TEXT SHOWN START
By extension, the optimal path to solving agentic inference will look very different from answer inference. What matters most for answer inference is token speed; what matters most for agentic inference is memory. Agents need context, state, and history. Some of this lives in an active KV cache, some in host memory or SSDs, and much more in databases, logs, embeddings, and object storage. The point is that agentic inference will no longer be a GPU answering a question, but rather a complex memory hierarchy system built around a model.

Crucially, this agent-specific memory hierarchy implies a necessary tradeoff: speed for capacity. And if there is no human in the loop in real-time, lower speed is no longer a core consideration. If an agent is running an overnight job, it doesn't care about latency's impact on user experience; it only cares about getting the job done. If a new memory approach makes a complex task possible, some latency is acceptable.

Meanwhile, if latency is no longer the primary concern, the pursuit of maximum compute and high-bandwidth memory (HBM) seems misplaced: if latency is not a hard constraint, then slower, cheaper memory (like traditional DRAM) is more attractive. If the system is mostly waiting on memory responses, chips don't need to be on the most advanced process nodes. This implies a radical shift in architecture, but not the disappearance of existing architectures:

  • Training: Will remain important, and NVIDIA's current architecture (high compute, HBM, fast networking) will continue to dominate.

  • Answer inference: Will be an important but relatively small market, where maximum speed (like Cerebras or Groq) will be very useful.

  • Agentic inference: Will increasingly decouple from GPUs. GPUs' weakness — wasting memory during prefill and compute during decode — will become more pronounced. It will be replaced by systems dominated by high-capacity, low-cost memory, with "good enough" compute. Indeed, the speed of CPUs handling tool calls may matter more than the speed of GPUs.

At the same time, these categories are not equal in scale and importance. Specifically, agentic inference will be the largest market in the future, because it is not constrained by the number of humans or the amount of human time. Today's agents are just fancy answer inference; true future agentic inference will be computers doing work based on instructions from other computers, with a market size that scales not with population but with compute.
TEXT SHOWN END
DATA UNDER STUDY START
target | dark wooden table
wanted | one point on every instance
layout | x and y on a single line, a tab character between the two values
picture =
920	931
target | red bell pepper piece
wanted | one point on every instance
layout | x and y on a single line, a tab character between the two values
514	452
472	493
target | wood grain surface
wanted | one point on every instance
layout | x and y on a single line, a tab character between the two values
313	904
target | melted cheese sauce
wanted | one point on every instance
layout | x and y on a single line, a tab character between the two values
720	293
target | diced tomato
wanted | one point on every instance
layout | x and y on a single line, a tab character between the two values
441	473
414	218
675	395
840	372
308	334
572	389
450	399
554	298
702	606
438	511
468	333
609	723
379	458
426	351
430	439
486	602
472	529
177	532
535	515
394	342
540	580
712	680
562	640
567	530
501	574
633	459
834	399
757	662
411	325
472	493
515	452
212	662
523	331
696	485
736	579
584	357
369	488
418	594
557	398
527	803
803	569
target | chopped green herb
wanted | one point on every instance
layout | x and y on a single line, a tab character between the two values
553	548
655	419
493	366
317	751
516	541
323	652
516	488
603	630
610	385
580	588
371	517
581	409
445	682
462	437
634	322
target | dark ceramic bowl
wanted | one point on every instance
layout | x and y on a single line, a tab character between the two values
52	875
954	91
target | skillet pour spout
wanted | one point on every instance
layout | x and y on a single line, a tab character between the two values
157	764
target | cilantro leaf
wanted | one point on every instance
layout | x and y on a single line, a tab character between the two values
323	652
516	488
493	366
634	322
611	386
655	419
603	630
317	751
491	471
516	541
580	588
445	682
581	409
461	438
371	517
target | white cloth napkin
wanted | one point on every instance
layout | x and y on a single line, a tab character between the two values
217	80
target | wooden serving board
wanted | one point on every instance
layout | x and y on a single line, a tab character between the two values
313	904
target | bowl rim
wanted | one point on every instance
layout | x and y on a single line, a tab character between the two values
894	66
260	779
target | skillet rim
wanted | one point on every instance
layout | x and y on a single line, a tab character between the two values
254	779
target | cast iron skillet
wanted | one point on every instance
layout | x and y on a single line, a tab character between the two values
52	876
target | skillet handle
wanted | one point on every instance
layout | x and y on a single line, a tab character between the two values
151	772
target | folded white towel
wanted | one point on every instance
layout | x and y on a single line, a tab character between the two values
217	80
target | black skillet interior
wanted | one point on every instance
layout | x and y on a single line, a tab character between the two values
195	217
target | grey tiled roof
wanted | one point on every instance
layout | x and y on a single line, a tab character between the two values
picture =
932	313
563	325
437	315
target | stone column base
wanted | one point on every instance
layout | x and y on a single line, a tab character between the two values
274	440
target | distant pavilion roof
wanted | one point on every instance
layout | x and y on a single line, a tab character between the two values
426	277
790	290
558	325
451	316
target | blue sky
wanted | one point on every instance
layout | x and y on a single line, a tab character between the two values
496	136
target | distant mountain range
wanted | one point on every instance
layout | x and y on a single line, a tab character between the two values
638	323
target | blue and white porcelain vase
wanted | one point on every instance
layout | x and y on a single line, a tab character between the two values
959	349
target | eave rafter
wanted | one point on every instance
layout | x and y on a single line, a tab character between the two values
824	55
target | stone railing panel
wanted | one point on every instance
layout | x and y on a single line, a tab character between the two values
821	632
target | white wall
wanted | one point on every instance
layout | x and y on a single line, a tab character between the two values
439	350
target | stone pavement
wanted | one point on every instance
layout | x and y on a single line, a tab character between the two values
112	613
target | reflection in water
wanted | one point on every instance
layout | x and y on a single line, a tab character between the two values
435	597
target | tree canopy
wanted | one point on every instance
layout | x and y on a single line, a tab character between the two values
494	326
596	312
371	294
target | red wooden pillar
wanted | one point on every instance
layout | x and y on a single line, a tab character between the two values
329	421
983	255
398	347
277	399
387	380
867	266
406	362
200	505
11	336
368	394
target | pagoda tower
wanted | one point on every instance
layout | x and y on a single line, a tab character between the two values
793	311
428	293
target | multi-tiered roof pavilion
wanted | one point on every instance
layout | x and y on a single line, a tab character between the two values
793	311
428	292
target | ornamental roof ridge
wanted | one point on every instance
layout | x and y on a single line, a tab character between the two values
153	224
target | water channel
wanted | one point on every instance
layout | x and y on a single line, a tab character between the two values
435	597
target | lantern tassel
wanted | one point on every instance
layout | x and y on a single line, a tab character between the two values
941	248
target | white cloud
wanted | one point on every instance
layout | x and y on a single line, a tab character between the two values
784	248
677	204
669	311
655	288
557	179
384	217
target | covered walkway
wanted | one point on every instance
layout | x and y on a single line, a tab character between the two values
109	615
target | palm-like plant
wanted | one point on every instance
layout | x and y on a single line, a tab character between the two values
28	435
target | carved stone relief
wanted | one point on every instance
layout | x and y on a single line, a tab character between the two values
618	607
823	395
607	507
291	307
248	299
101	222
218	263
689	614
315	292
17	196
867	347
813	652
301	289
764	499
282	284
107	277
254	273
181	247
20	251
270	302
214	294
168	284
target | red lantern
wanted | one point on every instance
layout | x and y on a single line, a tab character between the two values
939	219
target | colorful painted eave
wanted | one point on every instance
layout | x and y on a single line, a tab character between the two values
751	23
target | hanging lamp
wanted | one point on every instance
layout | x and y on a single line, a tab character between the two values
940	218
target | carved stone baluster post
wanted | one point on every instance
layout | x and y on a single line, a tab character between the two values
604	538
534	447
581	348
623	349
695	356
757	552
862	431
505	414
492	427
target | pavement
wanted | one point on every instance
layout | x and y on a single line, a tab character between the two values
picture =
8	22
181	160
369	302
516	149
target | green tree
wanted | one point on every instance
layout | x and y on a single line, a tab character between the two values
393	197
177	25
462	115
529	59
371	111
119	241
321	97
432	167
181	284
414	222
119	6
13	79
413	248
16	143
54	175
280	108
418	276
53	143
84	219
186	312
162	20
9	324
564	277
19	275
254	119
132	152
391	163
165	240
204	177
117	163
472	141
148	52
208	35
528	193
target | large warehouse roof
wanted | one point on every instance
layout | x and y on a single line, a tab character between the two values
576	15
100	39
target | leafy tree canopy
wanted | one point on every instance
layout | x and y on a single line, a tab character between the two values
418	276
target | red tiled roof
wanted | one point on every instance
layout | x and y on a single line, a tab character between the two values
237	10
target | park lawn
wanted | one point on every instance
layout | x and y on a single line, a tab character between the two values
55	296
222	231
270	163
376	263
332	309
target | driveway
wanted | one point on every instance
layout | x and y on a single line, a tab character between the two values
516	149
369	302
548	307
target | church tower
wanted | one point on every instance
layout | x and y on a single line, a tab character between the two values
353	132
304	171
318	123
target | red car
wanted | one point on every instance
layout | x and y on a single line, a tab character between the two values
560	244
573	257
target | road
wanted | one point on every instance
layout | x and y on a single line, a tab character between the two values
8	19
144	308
DATA UNDER STUDY END
■ **WORK INSTRUCTION**:
Answer these questions using the passage on agentic inference.
1. What does the passage say matters most for answer inference, and what matters most for agentic inference?
2. What does the passage give as an example of slower, cheaper memory?
3. According to the passage, why will agentic inference be the largest market in the future?

■ **TASK SOLUTION**:
1. Token speed matters most for answer inference; memory matters most for agentic inference.
2. Traditional DRAM.
3. It is not constrained by the number of humans or the amount of human time.